- EXERCISE AIM -
Arrange the data below as a Markdown table with two columns, Row and Line. Number each line of the data in the Row column, put the line itself in the Line column, and leave out blank lines.

- GIVEN DATA -
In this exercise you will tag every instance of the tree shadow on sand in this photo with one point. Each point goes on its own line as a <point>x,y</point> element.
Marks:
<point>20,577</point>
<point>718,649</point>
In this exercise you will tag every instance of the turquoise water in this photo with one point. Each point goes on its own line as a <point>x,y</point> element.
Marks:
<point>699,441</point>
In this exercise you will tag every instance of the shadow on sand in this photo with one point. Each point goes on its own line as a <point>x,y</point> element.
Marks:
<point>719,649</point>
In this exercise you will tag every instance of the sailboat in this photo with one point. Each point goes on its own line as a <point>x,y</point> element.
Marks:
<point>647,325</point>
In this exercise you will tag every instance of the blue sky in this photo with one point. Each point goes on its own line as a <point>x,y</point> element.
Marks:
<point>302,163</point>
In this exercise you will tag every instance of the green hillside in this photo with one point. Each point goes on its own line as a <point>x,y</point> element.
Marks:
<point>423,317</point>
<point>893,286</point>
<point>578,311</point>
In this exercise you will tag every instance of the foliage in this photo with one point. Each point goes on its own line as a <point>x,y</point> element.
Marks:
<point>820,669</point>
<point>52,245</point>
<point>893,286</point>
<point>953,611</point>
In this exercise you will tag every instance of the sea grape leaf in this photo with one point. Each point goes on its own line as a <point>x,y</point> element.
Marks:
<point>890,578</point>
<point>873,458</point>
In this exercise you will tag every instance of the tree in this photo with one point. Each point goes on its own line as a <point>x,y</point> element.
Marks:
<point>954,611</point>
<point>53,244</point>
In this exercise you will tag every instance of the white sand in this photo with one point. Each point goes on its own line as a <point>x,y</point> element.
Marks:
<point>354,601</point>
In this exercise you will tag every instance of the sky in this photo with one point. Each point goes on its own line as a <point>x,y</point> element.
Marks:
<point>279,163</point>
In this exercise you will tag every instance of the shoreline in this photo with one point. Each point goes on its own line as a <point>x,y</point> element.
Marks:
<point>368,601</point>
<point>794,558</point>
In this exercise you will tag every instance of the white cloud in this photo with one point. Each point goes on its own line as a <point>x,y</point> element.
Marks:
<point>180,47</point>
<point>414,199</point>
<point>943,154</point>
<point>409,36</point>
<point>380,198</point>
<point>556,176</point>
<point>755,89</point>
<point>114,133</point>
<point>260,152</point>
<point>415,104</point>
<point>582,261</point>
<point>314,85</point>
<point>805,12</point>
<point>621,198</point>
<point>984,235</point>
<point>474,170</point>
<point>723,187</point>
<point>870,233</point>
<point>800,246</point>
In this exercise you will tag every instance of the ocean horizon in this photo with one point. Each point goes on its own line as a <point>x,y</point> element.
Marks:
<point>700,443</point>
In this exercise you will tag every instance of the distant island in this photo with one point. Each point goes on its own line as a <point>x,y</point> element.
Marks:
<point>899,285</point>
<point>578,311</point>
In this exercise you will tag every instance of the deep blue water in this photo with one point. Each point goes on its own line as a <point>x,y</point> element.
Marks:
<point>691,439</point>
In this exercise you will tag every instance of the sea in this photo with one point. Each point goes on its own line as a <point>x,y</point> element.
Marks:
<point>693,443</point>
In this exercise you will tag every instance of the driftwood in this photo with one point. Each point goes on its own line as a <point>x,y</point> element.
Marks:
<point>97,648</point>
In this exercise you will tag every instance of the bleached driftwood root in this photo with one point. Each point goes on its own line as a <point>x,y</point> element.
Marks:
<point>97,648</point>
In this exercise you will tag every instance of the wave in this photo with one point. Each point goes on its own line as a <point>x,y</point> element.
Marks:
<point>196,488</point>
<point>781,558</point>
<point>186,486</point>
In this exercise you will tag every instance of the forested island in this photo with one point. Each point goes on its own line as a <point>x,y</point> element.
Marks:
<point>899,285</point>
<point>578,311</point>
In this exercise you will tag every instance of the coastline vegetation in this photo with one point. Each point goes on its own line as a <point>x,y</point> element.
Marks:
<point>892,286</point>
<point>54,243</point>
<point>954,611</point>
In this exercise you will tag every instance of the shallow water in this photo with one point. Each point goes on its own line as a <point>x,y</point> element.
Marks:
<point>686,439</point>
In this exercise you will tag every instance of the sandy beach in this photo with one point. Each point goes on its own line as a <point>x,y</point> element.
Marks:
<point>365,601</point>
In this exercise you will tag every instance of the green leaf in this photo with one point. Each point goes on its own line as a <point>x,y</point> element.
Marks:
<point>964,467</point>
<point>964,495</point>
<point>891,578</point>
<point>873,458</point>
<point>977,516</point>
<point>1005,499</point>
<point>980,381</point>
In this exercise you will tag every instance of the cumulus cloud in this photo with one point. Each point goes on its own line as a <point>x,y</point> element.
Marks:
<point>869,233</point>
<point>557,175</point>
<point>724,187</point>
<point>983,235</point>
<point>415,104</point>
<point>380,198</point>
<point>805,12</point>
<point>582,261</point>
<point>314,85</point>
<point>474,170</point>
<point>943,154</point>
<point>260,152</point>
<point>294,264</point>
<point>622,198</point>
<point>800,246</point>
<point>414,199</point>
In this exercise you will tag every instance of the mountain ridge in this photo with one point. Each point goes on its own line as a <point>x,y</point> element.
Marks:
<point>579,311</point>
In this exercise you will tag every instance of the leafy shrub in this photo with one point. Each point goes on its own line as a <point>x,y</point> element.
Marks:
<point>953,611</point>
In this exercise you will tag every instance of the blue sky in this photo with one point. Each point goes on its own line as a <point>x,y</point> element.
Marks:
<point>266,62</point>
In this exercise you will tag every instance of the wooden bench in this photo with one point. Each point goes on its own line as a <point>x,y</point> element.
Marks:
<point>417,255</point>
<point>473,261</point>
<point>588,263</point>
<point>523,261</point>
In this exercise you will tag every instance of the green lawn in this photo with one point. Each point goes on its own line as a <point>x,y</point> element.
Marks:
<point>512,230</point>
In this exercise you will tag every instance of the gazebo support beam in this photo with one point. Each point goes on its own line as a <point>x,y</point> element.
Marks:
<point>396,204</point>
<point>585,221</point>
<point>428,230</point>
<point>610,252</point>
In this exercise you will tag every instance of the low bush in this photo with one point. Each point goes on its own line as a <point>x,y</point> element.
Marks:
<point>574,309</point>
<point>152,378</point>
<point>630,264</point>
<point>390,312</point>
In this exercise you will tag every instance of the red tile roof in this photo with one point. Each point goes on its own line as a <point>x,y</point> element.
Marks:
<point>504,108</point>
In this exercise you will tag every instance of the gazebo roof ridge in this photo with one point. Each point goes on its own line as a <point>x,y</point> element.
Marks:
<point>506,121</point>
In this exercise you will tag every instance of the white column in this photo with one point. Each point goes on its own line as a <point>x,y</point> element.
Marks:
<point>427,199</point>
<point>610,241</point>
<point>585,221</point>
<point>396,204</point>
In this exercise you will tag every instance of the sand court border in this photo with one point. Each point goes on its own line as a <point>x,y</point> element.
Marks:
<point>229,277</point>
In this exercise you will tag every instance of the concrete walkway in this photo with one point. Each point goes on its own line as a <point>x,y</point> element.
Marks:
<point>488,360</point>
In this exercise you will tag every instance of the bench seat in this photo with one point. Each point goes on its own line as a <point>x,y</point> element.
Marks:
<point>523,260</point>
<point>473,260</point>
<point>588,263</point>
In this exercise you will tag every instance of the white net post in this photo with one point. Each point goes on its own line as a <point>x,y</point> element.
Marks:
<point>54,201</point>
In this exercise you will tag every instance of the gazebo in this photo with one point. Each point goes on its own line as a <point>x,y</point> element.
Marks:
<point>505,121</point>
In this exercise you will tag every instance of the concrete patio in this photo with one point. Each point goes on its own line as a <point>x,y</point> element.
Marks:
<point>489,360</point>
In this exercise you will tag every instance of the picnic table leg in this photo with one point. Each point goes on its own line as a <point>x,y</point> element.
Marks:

- FULL SOLUTION -
| Row | Line |
|---|---|
| 1 | In this exercise you will tag every instance of the tree shadow on sand in this photo with one point. Each point goes on its own line as a <point>x,y</point> element. |
| 2 | Marks: |
| 3 | <point>20,577</point> |
| 4 | <point>718,649</point> |
| 5 | In this exercise you will tag every instance of the turquoise water in this photo with one point. Each point goes on its own line as a <point>x,y</point> element. |
| 6 | Marks: |
| 7 | <point>699,441</point> |
| 8 | In this exercise you will tag every instance of the shadow on sand in this photo with one point. Each point goes on its own line as a <point>x,y</point> element. |
| 9 | Marks: |
| 10 | <point>719,649</point> |
| 11 | In this exercise you will tag every instance of the sailboat in this photo with one point. Each point goes on its own line as a <point>x,y</point> element. |
| 12 | Marks: |
| 13 | <point>647,325</point> |
| 14 | In this exercise you will tag every instance of the blue sky in this photo with one point. Each point goes on its own line as a <point>x,y</point> element. |
| 15 | Marks: |
| 16 | <point>302,163</point> |
| 17 | In this exercise you will tag every instance of the green hillside in this photo with one point. Each point goes on its own line as a <point>x,y</point> element. |
| 18 | Marks: |
| 19 | <point>423,317</point> |
| 20 | <point>893,286</point> |
| 21 | <point>578,311</point> |
| 22 | In this exercise you will tag every instance of the foliage in this photo with one point. Each point goes on its own line as a <point>x,y</point> element. |
| 23 | Marks: |
| 24 | <point>820,669</point> |
| 25 | <point>52,245</point> |
| 26 | <point>893,286</point> |
| 27 | <point>953,611</point> |
| 28 | In this exercise you will tag every instance of the sea grape leaf in this photo with one point. Each point goes on its own line as a <point>x,y</point> element. |
| 29 | Marks: |
| 30 | <point>890,578</point> |
| 31 | <point>873,458</point> |
| 32 | In this exercise you will tag every instance of the tree in this photo with one point. Each point goes on its own line as a <point>x,y</point> element. |
| 33 | Marks: |
| 34 | <point>954,611</point> |
| 35 | <point>53,244</point> |
| 36 | In this exercise you will tag every instance of the white sand in this photo with one point. Each point goes on its own line as a <point>x,y</point> element. |
| 37 | Marks: |
| 38 | <point>354,601</point> |
| 39 | In this exercise you will tag every instance of the sky in this photo with one point. Each point goes on its own line as a <point>x,y</point> element. |
| 40 | Marks: |
| 41 | <point>279,163</point> |
| 42 | In this exercise you will tag every instance of the shoreline in this photo with one point. Each point goes on its own line as a <point>x,y</point> element. |
| 43 | Marks: |
| 44 | <point>368,601</point> |
| 45 | <point>794,558</point> |
| 46 | In this exercise you will tag every instance of the white cloud in this photo with one point. Each point goes on its own line as a <point>x,y</point> element. |
| 47 | Marks: |
| 48 | <point>180,47</point> |
| 49 | <point>414,199</point> |
| 50 | <point>943,154</point> |
| 51 | <point>409,36</point> |
| 52 | <point>380,198</point> |
| 53 | <point>556,176</point> |
| 54 | <point>755,89</point> |
| 55 | <point>114,133</point> |
| 56 | <point>260,152</point> |
| 57 | <point>415,104</point> |
| 58 | <point>582,261</point> |
| 59 | <point>314,85</point> |
| 60 | <point>805,12</point> |
| 61 | <point>621,198</point> |
| 62 | <point>984,235</point> |
| 63 | <point>474,170</point> |
| 64 | <point>723,187</point> |
| 65 | <point>870,233</point> |
| 66 | <point>800,246</point> |
| 67 | In this exercise you will tag every instance of the ocean horizon in this photo with one point. Each point goes on its own line as a <point>x,y</point> element. |
| 68 | Marks: |
| 69 | <point>700,443</point> |
| 70 | In this exercise you will tag every instance of the distant island in this photo with one point. Each point goes on its own line as a <point>x,y</point> element. |
| 71 | Marks: |
| 72 | <point>899,285</point> |
| 73 | <point>578,311</point> |
| 74 | In this exercise you will tag every instance of the deep blue water in this photo with one point. Each point goes on its own line as a <point>x,y</point> element. |
| 75 | Marks: |
| 76 | <point>691,439</point> |
| 77 | In this exercise you will tag every instance of the sea in this photo with one point. Each point goes on its own line as a <point>x,y</point> element. |
| 78 | Marks: |
| 79 | <point>693,443</point> |
| 80 | In this exercise you will tag every instance of the driftwood in this photo with one point. Each point goes on its own line as a <point>x,y</point> element. |
| 81 | Marks: |
| 82 | <point>97,648</point> |
| 83 | In this exercise you will tag every instance of the bleached driftwood root in this photo with one point. Each point goes on its own line as a <point>x,y</point> element. |
| 84 | Marks: |
| 85 | <point>97,648</point> |
| 86 | In this exercise you will tag every instance of the wave in this photo with one point. Each point goes on its own line as a <point>x,y</point> element. |
| 87 | Marks: |
| 88 | <point>196,488</point> |
| 89 | <point>781,558</point> |
| 90 | <point>186,486</point> |
| 91 | In this exercise you will tag every instance of the forested island in this photo with one point. Each point goes on its own line as a <point>x,y</point> element. |
| 92 | Marks: |
| 93 | <point>899,285</point> |
| 94 | <point>578,311</point> |
| 95 | In this exercise you will tag every instance of the coastline vegetation in this photo with one point. Each point goes on its own line as a <point>x,y</point> element. |
| 96 | Marks: |
| 97 | <point>892,286</point> |
| 98 | <point>54,243</point> |
| 99 | <point>954,611</point> |
| 100 | In this exercise you will tag every instance of the shallow water in this photo with one point. Each point goes on its own line as a <point>x,y</point> element. |
| 101 | Marks: |
| 102 | <point>686,439</point> |
| 103 | In this exercise you will tag every instance of the sandy beach in this photo with one point. Each point goes on its own line as a <point>x,y</point> element. |
| 104 | Marks: |
| 105 | <point>365,601</point> |
| 106 | In this exercise you will tag every instance of the green leaf in this photo with one point. Each point goes on its own line as a <point>x,y</point> element. |
| 107 | Marks: |
| 108 | <point>964,467</point> |
| 109 | <point>964,495</point> |
| 110 | <point>891,578</point> |
| 111 | <point>873,458</point> |
| 112 | <point>977,516</point> |
| 113 | <point>1005,499</point> |
| 114 | <point>980,381</point> |
| 115 | In this exercise you will tag every instance of the cumulus cloud in this photo with one point. Each point goes on its own line as a <point>x,y</point> element. |
| 116 | Marks: |
| 117 | <point>869,233</point> |
| 118 | <point>557,175</point> |
| 119 | <point>724,187</point> |
| 120 | <point>983,235</point> |
| 121 | <point>415,104</point> |
| 122 | <point>380,198</point> |
| 123 | <point>805,12</point> |
| 124 | <point>582,261</point> |
| 125 | <point>314,85</point> |
| 126 | <point>474,170</point> |
| 127 | <point>943,154</point> |
| 128 | <point>260,152</point> |
| 129 | <point>294,264</point> |
| 130 | <point>622,198</point> |
| 131 | <point>800,246</point> |
| 132 | <point>414,199</point> |
| 133 | In this exercise you will tag every instance of the mountain ridge in this photo with one point. Each point goes on its own line as a <point>x,y</point> element. |
| 134 | Marks: |
| 135 | <point>579,311</point> |
| 136 | In this exercise you will tag every instance of the leafy shrub in this photo with one point. Each point goes on its own line as a <point>x,y</point> element. |
| 137 | Marks: |
| 138 | <point>953,611</point> |
| 139 | In this exercise you will tag every instance of the blue sky in this photo with one point. Each point goes on its own line as a <point>x,y</point> element. |
| 140 | Marks: |
| 141 | <point>266,62</point> |
| 142 | In this exercise you will tag every instance of the wooden bench in this photo with one point. Each point goes on its own line as a <point>x,y</point> element. |
| 143 | Marks: |
| 144 | <point>417,255</point> |
| 145 | <point>473,261</point> |
| 146 | <point>588,263</point> |
| 147 | <point>523,261</point> |
| 148 | In this exercise you will tag every instance of the green lawn in this photo with one point. Each point goes on its own line as a <point>x,y</point> element. |
| 149 | Marks: |
| 150 | <point>512,230</point> |
| 151 | In this exercise you will tag every instance of the gazebo support beam in this photo with one point. Each point goes on its own line as a <point>x,y</point> element. |
| 152 | Marks: |
| 153 | <point>396,204</point> |
| 154 | <point>585,221</point> |
| 155 | <point>428,230</point> |
| 156 | <point>610,252</point> |
| 157 | In this exercise you will tag every instance of the low bush in this photo with one point. Each point goes on its own line as a <point>x,y</point> element. |
| 158 | Marks: |
| 159 | <point>574,309</point> |
| 160 | <point>152,378</point> |
| 161 | <point>630,264</point> |
| 162 | <point>390,312</point> |
| 163 | In this exercise you will tag every instance of the red tile roof in this photo with one point. Each point goes on its own line as a <point>x,y</point> element. |
| 164 | Marks: |
| 165 | <point>504,108</point> |
| 166 | In this exercise you will tag every instance of the gazebo roof ridge in this photo with one point. Each point goes on its own line as a <point>x,y</point> element. |
| 167 | Marks: |
| 168 | <point>506,121</point> |
| 169 | In this exercise you will tag every instance of the white column in this photo with one point. Each point goes on its own line as a <point>x,y</point> element. |
| 170 | Marks: |
| 171 | <point>427,199</point> |
| 172 | <point>610,241</point> |
| 173 | <point>585,221</point> |
| 174 | <point>396,204</point> |
| 175 | In this exercise you will tag every instance of the sand court border in this photo with one point. Each point goes on its own line as a <point>x,y</point> element. |
| 176 | Marks: |
| 177 | <point>229,277</point> |
| 178 | In this exercise you will tag every instance of the concrete walkway in this photo with one point. Each point goes on its own line as a <point>x,y</point> element. |
| 179 | Marks: |
| 180 | <point>488,360</point> |
| 181 | In this exercise you will tag every instance of the bench seat in this photo with one point. Each point goes on its own line as a <point>x,y</point> element. |
| 182 | Marks: |
| 183 | <point>523,260</point> |
| 184 | <point>473,260</point> |
| 185 | <point>588,263</point> |
| 186 | In this exercise you will tag every instance of the white net post in this photo with one point. Each point goes on its own line as a <point>x,y</point> element. |
| 187 | Marks: |
| 188 | <point>54,201</point> |
| 189 | In this exercise you will tag every instance of the gazebo in this photo with one point. Each point goes on its own line as a <point>x,y</point> element. |
| 190 | Marks: |
| 191 | <point>505,121</point> |
| 192 | In this exercise you will tag every instance of the concrete patio in this photo with one point. Each point goes on its own line as a <point>x,y</point> element. |
| 193 | Marks: |
| 194 | <point>489,360</point> |
| 195 | In this exercise you will tag every instance of the picnic table leg in this photo with one point. Each point goes on its own line as a <point>x,y</point> element. |
| 196 | Marks: |